TEXTO DE LEITURA =
==================================================
Comentários às Cartas universais e ao Apocalipse

Introdução às Cartas de Pedro

Pedro é um dos mais importantes personagens do Novo Testamento. Sendo um dos primeiros apóstolos a receber o convite de Jesus, desde o princípio ele aparece normalmente com algum grau de distinção. Jesus o convida com a proposta de fazê-lo “pescador de homens” (Lucas, 5.10), ainda que este convite, em Mateus e Marcos, seja estendido também a André. É a ele, também, que Jesus atribui a alcunha de pedra, sobre a qual se erigirá a sua comunidade. O nome Pedro em grego é Πέτρος (Pétros) deriva da palavra πέτρα (pétra), que significa rocha, pedra.

Apesar das deferências a ele concedidas, Pedro é uma figura que carrega também os seus desafios e idiossincrasias. Normalmente, aparece como alguém rígido, não só nos costumes, mas também nas ideias. Determinado e às vezes impulsivo na defesa do que considera correto, haja vista o episódio em que ele corta a orelha de Malcos, o soldado que vinha prender Jesus no Getsêmani. (João, 18.10 e 11, Mateus, 26.51; Marcos, 14.47 e Lucas, 22.49 a 51). Isso fez com que, em mais de uma vez, o Mestre o advertisse e mesmo indicasse que ele o negaria três vezes depois de sua prisão. Essas características e advertências, contudo, não impediram que o Cristo conferisse a ele a liderança dos apóstolos após a sua morte na cruz. É Pedro a figura que aparece com maior nível de respeitabilidade e não raro detentor da última palavra nas questões mais importantes. Ele encarna a figura do patriarca que, depois de Jesus, é a que detém a maior autoridade. A tradição manteve essa posição e o próprio papado se institui na simbologia dos ocupantes da cadeira, ou posição, de Pedro.

É natural, portanto, que algum legado direto dessa figura tão importante figurasse entre os escritos do Novo Testamento. Temos, assim, as duas cartas a ele atribuídas. Isso, contudo, não é algo isento de controvérsias, uma vez que a autoria dessas duas cartas é motivo de controvérsia entre os estudiosos.


Estrutura e temas

Destaca-se, em ambos os escritos, as orientações que abrangem um espectro amplo da conduta cristã, e abarcam dos anciões aos jovens, dos esposos aos servos e senhores. Estão presentes também as advertências contra os falsos mestres e a exortação à esperança e à fé, diante das tribulações e dores.

Estão presentes também a exaltação do Cristo e uma conexão importante com algumas narrativas do Antigo Testamento, como a história de Noé sendo a prefiguração do rito do batismo (mergulhar) em 1 Pedro, 3.20 a 22.

O autor das duas epístolas conhece e reverencia os textos do Antigo Testamento (2 Pedro, 1.19 a 21), única escritura de referência à época, o que faz com que um pleno entendimento de suas ideias demande um conhecimento das fontes judaicas.
==================================================
REGISTROS DE DADOS =
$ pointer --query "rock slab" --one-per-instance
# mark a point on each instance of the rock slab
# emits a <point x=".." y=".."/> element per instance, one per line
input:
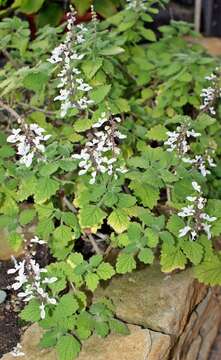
<point x="170" y="318"/>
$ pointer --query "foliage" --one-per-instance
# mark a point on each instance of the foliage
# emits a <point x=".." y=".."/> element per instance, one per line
<point x="122" y="175"/>
<point x="52" y="12"/>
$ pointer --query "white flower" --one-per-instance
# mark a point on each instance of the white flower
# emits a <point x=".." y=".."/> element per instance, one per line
<point x="15" y="136"/>
<point x="70" y="84"/>
<point x="17" y="351"/>
<point x="196" y="186"/>
<point x="192" y="133"/>
<point x="191" y="198"/>
<point x="29" y="141"/>
<point x="177" y="140"/>
<point x="42" y="311"/>
<point x="27" y="159"/>
<point x="187" y="211"/>
<point x="208" y="218"/>
<point x="207" y="228"/>
<point x="101" y="152"/>
<point x="184" y="231"/>
<point x="49" y="280"/>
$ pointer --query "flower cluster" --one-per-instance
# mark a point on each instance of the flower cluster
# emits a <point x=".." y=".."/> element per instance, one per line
<point x="178" y="142"/>
<point x="73" y="88"/>
<point x="201" y="162"/>
<point x="29" y="142"/>
<point x="29" y="278"/>
<point x="136" y="5"/>
<point x="197" y="220"/>
<point x="101" y="151"/>
<point x="17" y="351"/>
<point x="211" y="94"/>
<point x="178" y="139"/>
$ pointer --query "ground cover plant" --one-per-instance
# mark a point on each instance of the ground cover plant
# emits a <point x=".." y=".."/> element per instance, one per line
<point x="109" y="160"/>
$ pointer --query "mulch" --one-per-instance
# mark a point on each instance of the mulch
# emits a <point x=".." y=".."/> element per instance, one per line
<point x="10" y="329"/>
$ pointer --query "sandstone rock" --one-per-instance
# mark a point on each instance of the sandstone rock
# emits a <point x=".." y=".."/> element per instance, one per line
<point x="141" y="344"/>
<point x="6" y="250"/>
<point x="180" y="319"/>
<point x="200" y="331"/>
<point x="154" y="300"/>
<point x="29" y="343"/>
==================================================
TAREFA PROPOSTA =
Dê sequência ao texto sobre as Cartas de Pedro, começando logo depois da última frase. Os registros foram tirados de outra fonte.

RESULTADO =
PRIMEIRA CARTA DE PEDRO — Capítulos: 5 — Versículos: 105 — Destinatários: Aos peregrinos da diáspora.


Temas e versículos:
Saudação e destinatários, 1.1 a 2.
Louvor a Deus e exaltação de Jesus, 1.3 a 5.
Alegria na fidelidade a Jesus, 1.6 a 9.
Os profetas revelaram a salvação presente, 1.10 a 12.
Recomendação de conduta, 1.13; 2.10.
A conduta entre os gentios, 2.11 e 12.
A conduta entre as autoridades, 2.13 a 17.
A conduta com os superiores, 2.18 a 25.
A conduta entre os conjugues, 3.1 a 7.
A conduta entre os irmãos, 3.8 a 12.
A conduta nas perseguições, 3.13 a 17.
Sentido da morte de Jesus, 3.18.
Pregação aos Espíritos em prisão, 3.19 e 20a.
O batismo prefigurado na história de Noé, 3.20b a 22.
Necessidade de romper com o pecado 4.1 a 6.
Manter a esperança — o fim está próximo, 4.7 e 8.
Hospitalidade, 4.9.
Consagração ao serviço, 4.10 e 11.
Felizes os que sofrem pelo Cristo, 4.12 a 19.
Exortações aos anciães, 5.1 a 4.
Exortação aos jovens, 5.5 a 11.
Saudações finais, 5.12 a 14.


SEGUNDA CARTA DE PEDRO — Capítulos: 3 — Versículos: 61 — Destinatários: Aos que conosco obtiveram a fé.


Temas e versículos:
Saudação e destinatários, 1.1 e 2.
Nos foram dadas todas as condições para a vida e a fé, 1.3 e 4.
Necessidade de esforço para a aquisição das virtudes, 1.5 a 11.
Depoimento pessoal e testemunho, 1.12 a 18.
A importância das escrituras, 1.19 a 21.
Existiram e existirão falsos doutores e profetas, 2.1 a 3.
Ação Divina no passado, presente e futuro, 2.4 a 9.
Ações e consequências, 2.10 a 22.
Equívocos dos descrentes e escarnecedores, 3.3 a 7.
O tempo do Senhor e o dia do Senhor, 3.8 a 11.
Apelo à conduta correta, 3.12 a 14.
Ensinos das cartas de Paulo, 3.15 e 16.
Admoestação e saudação final, 3.17 e 18.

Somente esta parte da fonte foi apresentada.